Report on the Neuropathology of Chronic Traumatic Encephalopathy Workshop
December 5-6, 2012
National Institutes of Health, Bethesda, Maryland
Sports and Health Research Program

On December 5-6, 2012, 60 scientists and clinicians attended a meeting at the National Institutes of Health (NIH) in Bethesda, Maryland to identify what is known about chronic traumatic encephalopathy (CTE) neuropathology and what research strategies and resources can fill critical gaps in knowledge. Organized by Walter Koroshetz, M.D., Deputy Director of the National Institute of Neurological Disorders and Stroke (NINDS); Dennis Dickson, M.D., Professor of Pathology, Mayo Clinic, Jacksonville; and Ramona Hicks, Ph.D., Traumatic Brain Injury Program Director at NINDS, the workshop brought together experts on CTE and Alzheimer’s disease, as well as stakeholders from sports and military interests. The event was supported by the newly formed Sports and Health Research Program, a public-private partnership of the NIH, the Foundation for NIH, and the National Football League (NFL), aimed at addressing major public health issues related to sports participation and other activities involving repetitive head injuries. Among the key questions addressed were:

What do we know about the neuropathology of CTE?

In 1928, it was recognized that boxers with repetitive head injury developed dementia due to a unique brain degeneration characterized by neurons filled with tangles of a protein called tau as well as widespread loss of brain cells.  More recently this disorder, initially termed “dementia pugilistica”, has occurred in non-boxers exposed to varying degrees of repetitive head injury.  Chronic traumatic encephalopathy (CTE) is the term currently used to describe this condition.  CTE can only be confirmed by pathologic examination of brains from individuals who have died.  Ann McKee, M.D., Co-Director of the Center for the Study of Traumatic Encephalopathy at Boston University School of Medicine, autopsied the brains of 85 men with a history of repetitive mild traumatic brain injury (Brain 2012; doi: 10.1093/brain/aws307). Her group described a spectrum of abnormalities in these brains, with the signature finding being the deposition of tau in neurons.  Abnormal tau accumulation has been identified in brain tissue in several other neurodegenerative diseases, including Alzheimer’s disease.  Dr. Dickson noted that none of the individual pathologic features (such as tau pathology) are unique to CTE, but what confers uniqueness is their peculiar distribution within the brain. Dr. McKee proposed four clinically distinct stages of CTE pathology based on the location, pattern and extent of tau accumulation.  Advanced stages of the brain pathology were generally observed in older individuals with a history of a progressive dementia and brain atrophy.  In the more mildly affected brains, tau pathology was clustered around small blood vessels in the depths of the brain’s folds (sulci) and in the brain’s superficial layers and atrophy was absent.

The symptoms of CTE appear to fall into at least two clearly distinguishable patterns, according to Robert Stern, Ph.D., Co-Director of the Center for the Study of Traumatic Encephalopathy at Boston University School of Medicine. His study found that younger people (ages 20-40) tended to have a rapid course of disease progression primarily involving behavioral and mood changes, whereas older people (ages 50-70) had a slower course of disease progression involving primarily cognitive difficulties leading to dementia. This raises the question as to whether there are two distinct pathological processes or a single process whose expression changes over time.

Activity 1 -
Decide whether each statement agrees with the CTE workshop report, answering yes or no and quoting the words from the report that settle it: (a) Sixty scientists and clinicians attended the meeting. (b) Ann McKee autopsied the brains of 85 women. (c) Older people showed a faster course of disease progression than younger people.
Activity 2 -
Continue the CTE workshop report after its final sentence.
The lines that follow have nothing to do with the CTE workshop report.

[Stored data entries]
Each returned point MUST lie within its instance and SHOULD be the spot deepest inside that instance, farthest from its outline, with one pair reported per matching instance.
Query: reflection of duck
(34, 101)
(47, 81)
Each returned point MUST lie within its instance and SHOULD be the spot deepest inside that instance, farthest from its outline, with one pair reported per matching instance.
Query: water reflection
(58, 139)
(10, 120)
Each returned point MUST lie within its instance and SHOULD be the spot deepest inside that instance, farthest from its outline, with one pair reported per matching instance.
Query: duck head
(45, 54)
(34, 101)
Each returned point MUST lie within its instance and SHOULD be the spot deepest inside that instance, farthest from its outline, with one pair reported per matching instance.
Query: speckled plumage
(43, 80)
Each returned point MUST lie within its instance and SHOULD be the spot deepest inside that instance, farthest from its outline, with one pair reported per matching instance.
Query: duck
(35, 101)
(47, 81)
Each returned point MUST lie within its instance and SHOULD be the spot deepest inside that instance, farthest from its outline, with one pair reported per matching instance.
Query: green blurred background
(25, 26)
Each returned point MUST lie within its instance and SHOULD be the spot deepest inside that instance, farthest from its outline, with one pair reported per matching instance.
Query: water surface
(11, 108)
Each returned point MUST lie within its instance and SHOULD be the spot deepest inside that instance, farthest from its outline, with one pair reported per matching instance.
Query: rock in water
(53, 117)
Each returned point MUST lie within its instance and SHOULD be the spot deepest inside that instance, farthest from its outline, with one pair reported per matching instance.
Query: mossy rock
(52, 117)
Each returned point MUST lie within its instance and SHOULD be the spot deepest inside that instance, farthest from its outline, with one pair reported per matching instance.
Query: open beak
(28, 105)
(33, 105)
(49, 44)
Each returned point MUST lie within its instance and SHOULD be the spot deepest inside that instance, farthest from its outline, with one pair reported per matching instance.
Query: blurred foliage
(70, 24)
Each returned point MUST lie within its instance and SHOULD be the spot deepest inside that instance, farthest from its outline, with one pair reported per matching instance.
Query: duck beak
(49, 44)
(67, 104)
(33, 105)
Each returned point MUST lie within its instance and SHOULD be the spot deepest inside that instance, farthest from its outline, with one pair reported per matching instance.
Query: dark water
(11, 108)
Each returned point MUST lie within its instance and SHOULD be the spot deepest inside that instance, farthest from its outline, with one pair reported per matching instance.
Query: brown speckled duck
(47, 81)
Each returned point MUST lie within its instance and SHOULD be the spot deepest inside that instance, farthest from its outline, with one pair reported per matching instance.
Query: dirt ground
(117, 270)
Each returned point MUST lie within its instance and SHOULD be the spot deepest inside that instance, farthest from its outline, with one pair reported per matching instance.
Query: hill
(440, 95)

Answer space 1 -
(a) Yes: "60 scientists and clinicians attended a meeting"
(b) No: "autopsied the brains of 85 men"
(c) No: "older people (ages 50-70) had a slower course of disease progression"

Answer space 2 -
There also was discussion of brain alterations that occur over many years in persons who suffered a single, severe TBI.  Postmortem brain studies in such individuals who survive for years after the injury suggest that pathological processes, including tau accumulation, continue long after the injury itself, according to William Stewart, Ph.D., Neuropathologist for the National Health Service of Greater Glasgow and Clyde.

What neuroimaging tools and biomarkers show promise in diagnosing CTE?

A major focus of the conference was how the pathological features of CTE identified at autopsy could be correlated with imaging studies of autopsied brains.  If correlations could be determined, the neuroimaging techniques could then be tested for their ability to diagnose CTE in living persons.  Diffusion tensor imaging (DTI), a type of magnetic resonance imaging (MRI) that reveals white matter tracts, shows promise for detecting CTE. Substantial technological improvements are needed before DTI is ready for routine clinical use, according to David Brody, M.D., Ph.D., Associate Professor of Neurology at Washington University School of Medicine. MRI studies also are complicated by the enormous amount of data collected, said Susumu Mori, Ph.D., Assistant Professor at Johns Hopkins University School of Medicine.  Before DTI and other MRI techniques are applicable for assessing CTE in a living person, their accuracy and precision need to improve.  Positron emission tomography, or PET scanning, is another imaging tool that shows promise for detecting CTE.  PET scanning can map the location of particular molecules in the brain. Novel PET markers now are being validated to detect tau abnormalities associated with neurodegenerative disease, according to Hartmuth Kolb, Ph.D., Vice President of Biomarker Research at Siemens Healthcare.  A PET marker that identifies the tau pathology of CTE in living individuals would constitute a major breakthrough in the field.

Who is at risk and what are the symptoms?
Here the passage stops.